**WHAT IS REQUIRED:** Reproduce word for word the part of the piece on measuring learning in games starting with "Every game we" and going on through "of these strategies.".

Every game we create at Filament Games is specifically tailored to meet pre-determined learning objectives. With this commitment to achieving learning objectives comes unique challenges in measuring the learning that occurs during gameplay. Prior to releasing games, we conduct playtests with members of our target audience and sometimes commission independent case studies that include pre and post-tests. We have online examples for Reach for the Sun and Molecubes. We have adopted several strategies for establishing and recording learning metrics from a technical perspective. I am going to outline five of these strategies.
1. Elegant Design – Completion Assessment
Recording game completion or progress is the simplest form of assessment. Elegant Design implies that the mechanics of the game are so tightly coupled to the learning objective that completing the experience demonstrates knowledge of the subject matter. For example, in Prisoner of Echo players learn about sound by manipulating sound waves and seeing how they affect the game environment. You cannot progress through the game without demonstrating your knowledge of sound.
Elegant Design is something that we strive for in every game, however the simplistic “checkmark” grade for completion works best for short games with one learning objective and one mechanic (for the uninitiated, a mechanic is a type of interaction in the game). Examples of games where this is a suitable strategy would be big concepts like “understanding what affects global warming” or “identifying the components of the national debt.” This strategy is not beneficial if you have several discrete learning objectives because it’s impossible to assess what players have learned if they don’t complete the in-game checkpoint.
2. Adaptive Difficulty – Difficulty Assessment
Some of the games we make not only include learning, but extended practice. When we have a learning objective where there are many problems with different degrees of difficulty, we can build the game to adapt to each user. In these adaptive systems every student learns at their own pace. Because the game adjusts the level of difficulty based on the user, the obvious metric to gather is the degree of difficulty the student reached. Measuring the efficacy of the game is very straightforward as you can directly evaluate the change in difficulty over time. There are many subject areas where these kinds of systems can be applied, with the most common being math.

Referring expression pointing data

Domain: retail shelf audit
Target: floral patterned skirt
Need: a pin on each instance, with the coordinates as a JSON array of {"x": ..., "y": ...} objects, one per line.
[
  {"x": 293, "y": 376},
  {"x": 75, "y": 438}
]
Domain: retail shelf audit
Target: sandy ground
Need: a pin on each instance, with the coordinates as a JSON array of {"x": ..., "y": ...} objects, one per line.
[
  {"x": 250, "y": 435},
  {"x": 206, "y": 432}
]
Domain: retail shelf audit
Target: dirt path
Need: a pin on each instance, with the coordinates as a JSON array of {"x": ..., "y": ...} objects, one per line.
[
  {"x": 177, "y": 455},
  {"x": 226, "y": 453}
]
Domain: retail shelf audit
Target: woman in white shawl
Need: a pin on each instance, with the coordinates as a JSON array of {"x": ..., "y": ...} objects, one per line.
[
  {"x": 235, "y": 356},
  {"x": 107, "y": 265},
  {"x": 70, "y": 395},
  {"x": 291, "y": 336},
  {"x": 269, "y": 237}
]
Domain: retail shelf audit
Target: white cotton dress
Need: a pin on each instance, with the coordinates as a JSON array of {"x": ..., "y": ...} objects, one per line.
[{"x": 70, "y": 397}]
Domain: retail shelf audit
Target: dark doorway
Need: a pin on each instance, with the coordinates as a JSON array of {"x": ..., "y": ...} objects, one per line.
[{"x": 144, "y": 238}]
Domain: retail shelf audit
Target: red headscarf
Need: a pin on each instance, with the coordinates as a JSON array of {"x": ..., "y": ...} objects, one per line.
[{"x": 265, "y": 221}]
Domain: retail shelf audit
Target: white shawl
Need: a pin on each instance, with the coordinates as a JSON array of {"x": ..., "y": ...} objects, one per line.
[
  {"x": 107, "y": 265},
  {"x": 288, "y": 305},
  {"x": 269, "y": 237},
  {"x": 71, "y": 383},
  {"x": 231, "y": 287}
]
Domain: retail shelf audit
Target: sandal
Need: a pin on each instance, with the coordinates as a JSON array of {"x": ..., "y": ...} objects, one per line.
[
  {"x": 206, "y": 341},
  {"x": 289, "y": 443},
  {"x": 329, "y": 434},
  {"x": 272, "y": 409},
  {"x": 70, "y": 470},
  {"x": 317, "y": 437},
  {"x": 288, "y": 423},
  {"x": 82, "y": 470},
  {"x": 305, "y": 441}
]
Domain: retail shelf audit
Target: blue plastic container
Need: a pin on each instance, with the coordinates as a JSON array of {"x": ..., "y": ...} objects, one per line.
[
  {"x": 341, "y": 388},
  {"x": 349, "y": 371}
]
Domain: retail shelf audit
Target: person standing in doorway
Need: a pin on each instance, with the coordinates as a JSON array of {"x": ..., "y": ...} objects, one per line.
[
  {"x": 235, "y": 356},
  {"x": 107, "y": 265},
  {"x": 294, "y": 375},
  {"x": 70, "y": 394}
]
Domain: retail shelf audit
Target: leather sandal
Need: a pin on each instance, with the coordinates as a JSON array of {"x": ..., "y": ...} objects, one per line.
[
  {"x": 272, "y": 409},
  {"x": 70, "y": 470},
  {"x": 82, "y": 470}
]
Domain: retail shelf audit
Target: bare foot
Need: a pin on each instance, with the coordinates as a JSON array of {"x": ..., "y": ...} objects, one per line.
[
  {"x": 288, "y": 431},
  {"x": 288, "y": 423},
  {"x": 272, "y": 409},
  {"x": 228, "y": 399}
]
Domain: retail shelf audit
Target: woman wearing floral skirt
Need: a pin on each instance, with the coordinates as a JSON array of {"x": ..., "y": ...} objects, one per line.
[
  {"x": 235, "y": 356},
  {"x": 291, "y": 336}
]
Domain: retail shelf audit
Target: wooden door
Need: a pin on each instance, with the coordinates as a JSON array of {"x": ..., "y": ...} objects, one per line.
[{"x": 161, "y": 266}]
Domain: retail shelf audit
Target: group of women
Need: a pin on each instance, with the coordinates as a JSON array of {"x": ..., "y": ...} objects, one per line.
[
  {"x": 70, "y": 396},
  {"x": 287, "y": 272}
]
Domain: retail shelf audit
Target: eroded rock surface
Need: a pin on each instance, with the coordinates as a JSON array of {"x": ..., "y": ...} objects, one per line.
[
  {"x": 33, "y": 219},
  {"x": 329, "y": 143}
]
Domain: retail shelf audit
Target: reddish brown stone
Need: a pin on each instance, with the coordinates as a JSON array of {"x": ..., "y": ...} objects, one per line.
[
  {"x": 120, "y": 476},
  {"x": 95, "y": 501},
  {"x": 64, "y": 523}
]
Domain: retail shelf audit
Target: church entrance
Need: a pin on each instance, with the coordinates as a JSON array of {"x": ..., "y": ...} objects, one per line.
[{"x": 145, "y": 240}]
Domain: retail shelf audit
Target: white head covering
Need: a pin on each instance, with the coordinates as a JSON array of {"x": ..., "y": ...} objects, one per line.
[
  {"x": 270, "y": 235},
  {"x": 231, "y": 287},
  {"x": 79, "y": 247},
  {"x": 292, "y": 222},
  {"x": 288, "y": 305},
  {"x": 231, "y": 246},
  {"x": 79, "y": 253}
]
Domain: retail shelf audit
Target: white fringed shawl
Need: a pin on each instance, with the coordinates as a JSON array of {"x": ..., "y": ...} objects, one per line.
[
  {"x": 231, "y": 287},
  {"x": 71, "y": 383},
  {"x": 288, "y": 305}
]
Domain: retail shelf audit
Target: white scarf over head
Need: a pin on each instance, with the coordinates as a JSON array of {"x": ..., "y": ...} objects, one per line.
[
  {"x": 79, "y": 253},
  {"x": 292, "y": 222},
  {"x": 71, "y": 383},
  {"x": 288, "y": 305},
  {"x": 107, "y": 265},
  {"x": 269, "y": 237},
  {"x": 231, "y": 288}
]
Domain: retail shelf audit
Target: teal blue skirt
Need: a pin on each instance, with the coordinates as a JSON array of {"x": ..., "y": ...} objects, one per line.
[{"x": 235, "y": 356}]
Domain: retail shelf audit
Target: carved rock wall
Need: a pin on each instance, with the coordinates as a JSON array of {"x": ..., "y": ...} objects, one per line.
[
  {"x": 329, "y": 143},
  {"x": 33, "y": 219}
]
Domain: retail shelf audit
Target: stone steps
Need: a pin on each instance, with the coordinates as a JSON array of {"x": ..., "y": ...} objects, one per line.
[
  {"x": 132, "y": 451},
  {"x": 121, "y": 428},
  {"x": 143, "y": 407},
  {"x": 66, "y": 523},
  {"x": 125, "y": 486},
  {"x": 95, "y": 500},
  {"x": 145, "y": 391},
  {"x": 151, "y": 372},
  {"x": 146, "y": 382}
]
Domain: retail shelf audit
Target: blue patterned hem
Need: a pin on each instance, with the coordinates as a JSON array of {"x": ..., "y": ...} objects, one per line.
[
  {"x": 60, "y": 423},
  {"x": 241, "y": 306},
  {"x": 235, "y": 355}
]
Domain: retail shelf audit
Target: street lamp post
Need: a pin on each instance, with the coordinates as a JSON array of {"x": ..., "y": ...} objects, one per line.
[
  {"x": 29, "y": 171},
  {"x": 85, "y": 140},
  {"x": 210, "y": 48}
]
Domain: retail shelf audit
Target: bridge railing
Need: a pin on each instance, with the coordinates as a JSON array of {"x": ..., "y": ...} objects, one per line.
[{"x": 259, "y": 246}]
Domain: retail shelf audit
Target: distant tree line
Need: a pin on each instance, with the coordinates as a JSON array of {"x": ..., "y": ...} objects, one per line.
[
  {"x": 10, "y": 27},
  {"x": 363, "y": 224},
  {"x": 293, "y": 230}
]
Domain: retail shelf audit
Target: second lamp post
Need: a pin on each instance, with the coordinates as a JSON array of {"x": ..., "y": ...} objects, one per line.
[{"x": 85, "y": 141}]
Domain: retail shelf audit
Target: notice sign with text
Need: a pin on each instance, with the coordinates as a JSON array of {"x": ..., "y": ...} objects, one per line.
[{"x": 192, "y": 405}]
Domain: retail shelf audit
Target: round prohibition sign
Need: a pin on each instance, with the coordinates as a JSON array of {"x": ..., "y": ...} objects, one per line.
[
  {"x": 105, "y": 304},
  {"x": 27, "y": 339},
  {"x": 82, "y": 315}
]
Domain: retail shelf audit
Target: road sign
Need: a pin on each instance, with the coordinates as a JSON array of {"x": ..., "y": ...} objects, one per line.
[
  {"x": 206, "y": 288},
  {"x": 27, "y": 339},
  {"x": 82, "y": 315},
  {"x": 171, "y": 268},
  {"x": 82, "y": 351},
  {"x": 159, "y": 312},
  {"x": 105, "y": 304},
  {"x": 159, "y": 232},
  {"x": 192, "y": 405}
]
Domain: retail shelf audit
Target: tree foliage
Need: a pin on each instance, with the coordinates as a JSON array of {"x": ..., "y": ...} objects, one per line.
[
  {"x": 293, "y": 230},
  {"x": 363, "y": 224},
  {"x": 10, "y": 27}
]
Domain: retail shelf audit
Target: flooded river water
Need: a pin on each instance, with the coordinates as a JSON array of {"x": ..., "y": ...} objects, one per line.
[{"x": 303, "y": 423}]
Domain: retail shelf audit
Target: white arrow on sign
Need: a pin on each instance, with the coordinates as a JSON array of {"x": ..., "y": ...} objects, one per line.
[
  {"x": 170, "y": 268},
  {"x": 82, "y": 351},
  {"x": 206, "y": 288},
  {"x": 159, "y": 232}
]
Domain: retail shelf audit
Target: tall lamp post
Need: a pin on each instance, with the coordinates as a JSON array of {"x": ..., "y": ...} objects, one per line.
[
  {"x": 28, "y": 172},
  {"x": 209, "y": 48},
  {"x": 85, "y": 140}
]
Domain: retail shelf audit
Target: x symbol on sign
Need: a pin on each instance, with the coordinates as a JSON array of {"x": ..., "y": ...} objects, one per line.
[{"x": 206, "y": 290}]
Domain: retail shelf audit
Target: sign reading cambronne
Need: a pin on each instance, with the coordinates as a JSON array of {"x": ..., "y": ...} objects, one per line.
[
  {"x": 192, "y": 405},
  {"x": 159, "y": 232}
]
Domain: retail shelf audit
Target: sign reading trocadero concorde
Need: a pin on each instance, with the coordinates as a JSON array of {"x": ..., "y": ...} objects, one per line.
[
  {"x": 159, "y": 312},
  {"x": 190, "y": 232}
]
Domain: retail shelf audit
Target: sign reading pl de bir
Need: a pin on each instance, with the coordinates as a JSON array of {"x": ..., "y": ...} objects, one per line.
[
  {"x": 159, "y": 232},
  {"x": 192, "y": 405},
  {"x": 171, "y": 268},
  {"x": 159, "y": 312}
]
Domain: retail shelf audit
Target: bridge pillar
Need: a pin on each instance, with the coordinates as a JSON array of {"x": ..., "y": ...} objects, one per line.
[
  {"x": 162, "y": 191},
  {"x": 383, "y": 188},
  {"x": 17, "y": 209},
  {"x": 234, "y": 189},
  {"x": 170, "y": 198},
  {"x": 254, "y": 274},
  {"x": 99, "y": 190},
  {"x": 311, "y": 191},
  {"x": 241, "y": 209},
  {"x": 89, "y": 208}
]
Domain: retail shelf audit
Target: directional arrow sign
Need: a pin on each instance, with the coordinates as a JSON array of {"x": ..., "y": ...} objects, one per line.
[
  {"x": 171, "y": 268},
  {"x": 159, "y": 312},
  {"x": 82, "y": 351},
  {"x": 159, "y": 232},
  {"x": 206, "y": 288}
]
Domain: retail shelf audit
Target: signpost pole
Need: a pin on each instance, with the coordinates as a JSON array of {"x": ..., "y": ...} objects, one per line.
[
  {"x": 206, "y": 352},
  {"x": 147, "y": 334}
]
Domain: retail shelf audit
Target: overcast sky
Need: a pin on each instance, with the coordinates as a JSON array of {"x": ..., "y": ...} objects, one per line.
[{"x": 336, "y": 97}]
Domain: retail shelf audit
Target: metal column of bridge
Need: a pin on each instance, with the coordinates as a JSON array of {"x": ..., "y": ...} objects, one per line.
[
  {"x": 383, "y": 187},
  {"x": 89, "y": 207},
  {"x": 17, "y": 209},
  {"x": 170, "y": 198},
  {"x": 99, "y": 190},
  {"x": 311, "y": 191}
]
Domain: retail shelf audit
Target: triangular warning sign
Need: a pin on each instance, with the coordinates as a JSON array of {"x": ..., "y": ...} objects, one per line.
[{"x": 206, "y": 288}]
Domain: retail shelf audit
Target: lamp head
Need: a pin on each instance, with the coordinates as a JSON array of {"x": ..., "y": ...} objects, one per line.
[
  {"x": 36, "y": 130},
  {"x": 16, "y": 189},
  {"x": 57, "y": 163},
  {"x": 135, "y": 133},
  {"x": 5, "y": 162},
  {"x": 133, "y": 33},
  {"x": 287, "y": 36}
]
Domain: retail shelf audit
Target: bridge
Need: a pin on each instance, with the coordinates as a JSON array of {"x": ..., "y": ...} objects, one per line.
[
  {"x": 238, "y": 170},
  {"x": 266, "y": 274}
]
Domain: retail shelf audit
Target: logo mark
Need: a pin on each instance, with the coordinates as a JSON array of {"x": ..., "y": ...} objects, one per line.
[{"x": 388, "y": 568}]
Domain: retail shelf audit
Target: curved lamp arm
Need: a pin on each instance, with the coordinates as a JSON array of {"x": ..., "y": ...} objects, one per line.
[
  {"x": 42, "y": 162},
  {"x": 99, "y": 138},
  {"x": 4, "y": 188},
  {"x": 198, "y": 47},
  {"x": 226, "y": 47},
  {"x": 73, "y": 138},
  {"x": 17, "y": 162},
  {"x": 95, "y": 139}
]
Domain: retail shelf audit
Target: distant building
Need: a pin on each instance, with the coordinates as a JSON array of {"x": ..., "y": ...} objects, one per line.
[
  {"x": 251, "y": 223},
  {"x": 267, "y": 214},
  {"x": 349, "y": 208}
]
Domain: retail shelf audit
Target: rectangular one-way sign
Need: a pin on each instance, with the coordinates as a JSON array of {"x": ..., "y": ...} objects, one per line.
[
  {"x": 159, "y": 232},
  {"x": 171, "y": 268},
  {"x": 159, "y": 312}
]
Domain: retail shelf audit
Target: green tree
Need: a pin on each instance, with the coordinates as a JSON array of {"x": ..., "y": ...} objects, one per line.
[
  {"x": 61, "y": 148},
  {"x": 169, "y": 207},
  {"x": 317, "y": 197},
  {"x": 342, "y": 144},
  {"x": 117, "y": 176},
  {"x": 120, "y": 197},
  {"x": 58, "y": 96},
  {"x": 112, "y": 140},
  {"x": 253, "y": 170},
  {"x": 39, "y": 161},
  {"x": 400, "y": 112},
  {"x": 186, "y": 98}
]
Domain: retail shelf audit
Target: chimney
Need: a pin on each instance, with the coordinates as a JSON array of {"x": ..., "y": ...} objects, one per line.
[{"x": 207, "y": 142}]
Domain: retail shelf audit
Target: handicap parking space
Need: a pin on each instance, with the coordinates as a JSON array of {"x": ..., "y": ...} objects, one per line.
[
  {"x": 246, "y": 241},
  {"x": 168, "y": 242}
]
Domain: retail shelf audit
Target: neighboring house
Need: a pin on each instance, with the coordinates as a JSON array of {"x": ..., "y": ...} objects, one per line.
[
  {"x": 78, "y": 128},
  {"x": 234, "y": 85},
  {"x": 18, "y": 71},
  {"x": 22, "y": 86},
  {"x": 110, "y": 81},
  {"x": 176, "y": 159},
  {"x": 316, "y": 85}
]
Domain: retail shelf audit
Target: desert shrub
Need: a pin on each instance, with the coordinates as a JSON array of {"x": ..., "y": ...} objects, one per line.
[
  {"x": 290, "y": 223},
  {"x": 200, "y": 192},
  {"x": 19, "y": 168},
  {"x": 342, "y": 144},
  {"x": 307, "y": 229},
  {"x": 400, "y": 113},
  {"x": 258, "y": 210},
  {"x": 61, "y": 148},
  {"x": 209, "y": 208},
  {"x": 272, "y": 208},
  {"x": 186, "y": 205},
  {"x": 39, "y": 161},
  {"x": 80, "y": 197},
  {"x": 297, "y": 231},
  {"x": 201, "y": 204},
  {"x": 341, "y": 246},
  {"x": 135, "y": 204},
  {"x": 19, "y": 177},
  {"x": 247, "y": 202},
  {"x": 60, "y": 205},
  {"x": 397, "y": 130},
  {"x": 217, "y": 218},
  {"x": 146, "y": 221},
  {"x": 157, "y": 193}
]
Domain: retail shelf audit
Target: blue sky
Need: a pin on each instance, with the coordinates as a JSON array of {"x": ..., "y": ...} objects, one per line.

**ANSWER BOX:**
Every game we create at Filament Games is specifically tailored to meet pre-determined learning objectives. With this commitment to achieving learning objectives comes unique challenges in measuring the learning that occurs during gameplay. Prior to releasing games, we conduct playtests with members of our target audience and sometimes commission independent case studies that include pre and post-tests. We have online examples for Reach for the Sun and Molecubes. We have adopted several strategies for establishing and recording learning metrics from a technical perspective. I am going to outline five of these strategies.